*** Source

Natural Consequences for Life

My little boy turning two has brought a whole new set of challenges. Suddenly he is becoming cheeky and doing things that he knows he shouldn't. Distraction seems to work wonders for now but soon this will not be an easy fix. All this got me thinking about how best to discipline our small person.


My parents adopted a classic approach to discipline i.e if I did the wrong thing a privilege was taken away. This is an effective method and works in the short term. A new body of research, however, is showing us that it is only teaching children to ‘behave’ as they are afraid of what might happen if they don't. They are not learning life lessons from the event. Experts are advising we try to implement natural consequences as much as possible. For example, if a child breaks something they must help to try and fix it. This will not only prevent the behaviour occuring again but it should also reduce the tantrums and arguments. The guidelines are that the consequence has to be related eg if they draw on something they should scrub it off. The consequence shouldn't shame the child and it should be age appropriate.

‘So how effective is this method?’ I hear you ask. My answer is I have no idea and will get back to you in a year, however, as the saying goes ‘experience is the best teacher’. If a child experiences what happens when they behave this way they will be less likely to repeat the behaviour. I feel its worth a shot!

How Toddlers Learn


Toddlers soak up information like sponges! My son has the memory of an elephant and asks questions about every single thing on the planet. So how exactly do toddlers learn and how can we help them?

Toddlers learn best through seeing and doing.

They learn through:

  • watching and observing.

  • exploring how things work, exploring objects and toys.

  • listening to what you are saying and through the explanations that you offer.

  • asking lots of questions about things they don't understand. This drives us crazy but it's feeding their thirst for knowledge.

  • trying out new things.

Toddlers learn through play. Play is not an optional activity for our small people it is a must and it is where a large portion of their learning occurs. Through play they learn skills such as problem solving, gross and fine motor skills and social skills. There are many different types of play and children learn best when we offer them a variety of play activities. Here are a few examples of things we can offer:

  • Pretend play, dressing up and role play.

  • Water play.

  • Construction play, building with Duplo, boxes etc.

  • Outdoor play, go and explore your garden or the local park. The options for play are endless.

  • Sing and read to you child, this supports language development.

  • Encourage them to draw with chalk, crayons and paint.

  • Messy play, explore different textures with your child such as jelly or cooked pasta.

When we are busy around the house we can also help our children learn by explaining what we are doing and involving them in washing and cooking activities.

Our toddlers don't need expensive toys they just need us to model for them, talk to them and explain the world to them. At this age we are their best teachers and their best friends.

Rub a dub dub Science in the tub


I am constantly thinking of exciting ways to jazz up my little one’s bathtime and then it dawned on me that most of what we do is science based. Science is observing and exploring the world around us so why not promote scientific discovery in the tub? It keeps them entertained and the crazy mess that is science to a minimum.

******
*** Dataset entries

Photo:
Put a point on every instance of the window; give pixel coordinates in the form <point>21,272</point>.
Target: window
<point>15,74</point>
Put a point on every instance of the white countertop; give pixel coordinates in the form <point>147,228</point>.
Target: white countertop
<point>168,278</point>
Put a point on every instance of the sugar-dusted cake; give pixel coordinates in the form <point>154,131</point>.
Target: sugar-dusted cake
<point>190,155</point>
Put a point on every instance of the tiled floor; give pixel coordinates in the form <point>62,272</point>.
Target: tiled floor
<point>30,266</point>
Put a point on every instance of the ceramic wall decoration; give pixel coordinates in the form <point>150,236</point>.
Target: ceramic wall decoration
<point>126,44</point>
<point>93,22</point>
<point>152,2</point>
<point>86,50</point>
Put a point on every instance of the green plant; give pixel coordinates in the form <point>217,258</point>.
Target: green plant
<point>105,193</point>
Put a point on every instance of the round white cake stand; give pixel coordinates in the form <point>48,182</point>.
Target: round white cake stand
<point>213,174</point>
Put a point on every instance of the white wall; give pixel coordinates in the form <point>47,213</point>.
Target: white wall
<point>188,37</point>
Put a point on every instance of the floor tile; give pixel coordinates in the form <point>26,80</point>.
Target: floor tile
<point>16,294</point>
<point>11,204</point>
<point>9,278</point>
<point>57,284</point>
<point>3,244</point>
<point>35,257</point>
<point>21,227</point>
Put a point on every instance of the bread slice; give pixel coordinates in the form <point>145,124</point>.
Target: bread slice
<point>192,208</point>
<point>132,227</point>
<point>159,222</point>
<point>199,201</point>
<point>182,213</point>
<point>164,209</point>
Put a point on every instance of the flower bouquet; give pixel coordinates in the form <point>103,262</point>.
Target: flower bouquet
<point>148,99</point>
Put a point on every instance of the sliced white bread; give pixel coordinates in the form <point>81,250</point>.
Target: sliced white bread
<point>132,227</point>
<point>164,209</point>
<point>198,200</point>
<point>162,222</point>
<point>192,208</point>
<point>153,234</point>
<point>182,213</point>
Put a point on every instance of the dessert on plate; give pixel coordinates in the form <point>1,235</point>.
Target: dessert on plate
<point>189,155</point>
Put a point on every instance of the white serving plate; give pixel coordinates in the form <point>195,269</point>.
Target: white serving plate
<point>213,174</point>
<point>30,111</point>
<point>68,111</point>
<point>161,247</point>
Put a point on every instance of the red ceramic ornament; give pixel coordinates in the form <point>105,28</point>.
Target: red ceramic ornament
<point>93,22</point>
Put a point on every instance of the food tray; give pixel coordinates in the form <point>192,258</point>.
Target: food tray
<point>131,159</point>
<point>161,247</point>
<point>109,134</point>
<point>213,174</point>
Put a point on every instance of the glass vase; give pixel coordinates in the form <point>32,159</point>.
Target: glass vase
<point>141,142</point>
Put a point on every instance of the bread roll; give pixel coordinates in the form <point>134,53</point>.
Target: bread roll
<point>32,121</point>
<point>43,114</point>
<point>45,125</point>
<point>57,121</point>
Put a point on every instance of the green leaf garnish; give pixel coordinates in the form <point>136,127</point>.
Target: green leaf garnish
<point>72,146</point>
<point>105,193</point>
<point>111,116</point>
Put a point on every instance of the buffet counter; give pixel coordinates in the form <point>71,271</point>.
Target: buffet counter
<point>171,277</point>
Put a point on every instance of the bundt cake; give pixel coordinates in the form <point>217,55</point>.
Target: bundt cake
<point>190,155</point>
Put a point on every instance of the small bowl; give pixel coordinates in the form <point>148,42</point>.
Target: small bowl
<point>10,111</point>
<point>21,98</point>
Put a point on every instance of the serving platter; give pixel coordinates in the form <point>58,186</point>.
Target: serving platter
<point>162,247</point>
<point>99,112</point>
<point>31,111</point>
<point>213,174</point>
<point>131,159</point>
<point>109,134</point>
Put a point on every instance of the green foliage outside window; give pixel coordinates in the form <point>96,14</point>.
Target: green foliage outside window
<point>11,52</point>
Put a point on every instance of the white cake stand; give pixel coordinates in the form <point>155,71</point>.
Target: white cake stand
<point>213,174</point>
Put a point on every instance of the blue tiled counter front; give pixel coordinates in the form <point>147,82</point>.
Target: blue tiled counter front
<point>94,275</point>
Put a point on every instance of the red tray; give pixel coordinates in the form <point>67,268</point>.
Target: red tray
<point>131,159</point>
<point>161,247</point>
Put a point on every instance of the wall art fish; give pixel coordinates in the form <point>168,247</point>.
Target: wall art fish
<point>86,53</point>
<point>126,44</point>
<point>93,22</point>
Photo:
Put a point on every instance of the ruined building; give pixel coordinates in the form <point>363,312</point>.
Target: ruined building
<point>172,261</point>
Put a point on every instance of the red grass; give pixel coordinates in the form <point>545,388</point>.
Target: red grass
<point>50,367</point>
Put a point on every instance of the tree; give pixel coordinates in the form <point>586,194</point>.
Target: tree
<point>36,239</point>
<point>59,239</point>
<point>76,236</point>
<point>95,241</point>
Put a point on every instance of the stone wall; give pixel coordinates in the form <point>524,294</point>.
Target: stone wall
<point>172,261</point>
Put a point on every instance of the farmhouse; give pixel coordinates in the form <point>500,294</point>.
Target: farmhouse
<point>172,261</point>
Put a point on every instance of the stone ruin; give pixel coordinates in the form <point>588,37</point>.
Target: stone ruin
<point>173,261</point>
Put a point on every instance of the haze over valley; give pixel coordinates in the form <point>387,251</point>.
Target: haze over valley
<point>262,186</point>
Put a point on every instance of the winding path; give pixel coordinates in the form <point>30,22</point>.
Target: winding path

******

## [What you have to do]
Pick up the parenting blog after its last sentence and continue writing it.

## [Answer to this problem]
Here are our top fun things to do at bathtime!

Glow bath- Fill the bath with anything that glows, glow sticks, flashing balls and glowing ducks. Switch off the lights and explore light and shadows.

Brrrr ice- Explore melting with coloured ice. You can make this by freezing food dye in containers of different sizes and shapes.

Bubble Fun- It sounds obvious but fill the bath with bubble bath and let the kids explore with whisks and straws. Make bubble sculptures at the side of the bath and watch the bubbles pop.

Dissolving- Explore what happens to bath bombs, coloured sugar crystals and salt flakes when these are mixed into the bath. Do pebbles do the same?

Sinking and Floating- Offer a collection of objects and see which float and sink. You could also try making mini boats in the day and test these at bath time.

Suction- Test to see which objects stick to a tiled wall when wet. Foam building blocks or shapes are the ultimate fun!

Spinning toys- Take the plug out of the bath and observe the vortex (the water spinning around). See if it can make rubber ducks, boats and other toys do the same.

Take the plunge (excuse the pun) and let’s bring some magic back to bathtime!

Why Risk Taking is an Important Part of Play


When I was a child I remember zooming down a very steep hill on a skateboard only to come shooting off at the bottom. I climbed trees up to the highest branches and amazingly, avoided falling. When you think back to your childhood play I bet it also involved taking risks. These risks are now considered so dangerous that they must be avoided. Playgrounds are super safe, in my opinion, too safe, and childcare centers and schools are required to have risk assessments for everything, reducing risks to nearly nothing.  I feel wrapping children in cotton wool can limit opportunities for them to experiment and explore, and thus reduce their potential for learning.

So what is risky play?  'Risky play can be defined as a thrilling and exciting activity that involves a risk of physical injury, and play that provides opportunities for challenge, testing limits, exploring boundaries and learning about injury risk'  (Sandseter (2007; Little & Wyver, 2008)

Why is it so important to allow children to engage in play that involves challenges and taking risks I hear you ask?

When we allow children to take risks we are providing them with opportunities that support them to problem solve and to make decisions. The big wide world is full of risks and children need opportunities to develop the skills associated with managing these risks.  Through risky play children also build resilience, develop problem solving skills and gain an awareness of the capabilities of their own bodies.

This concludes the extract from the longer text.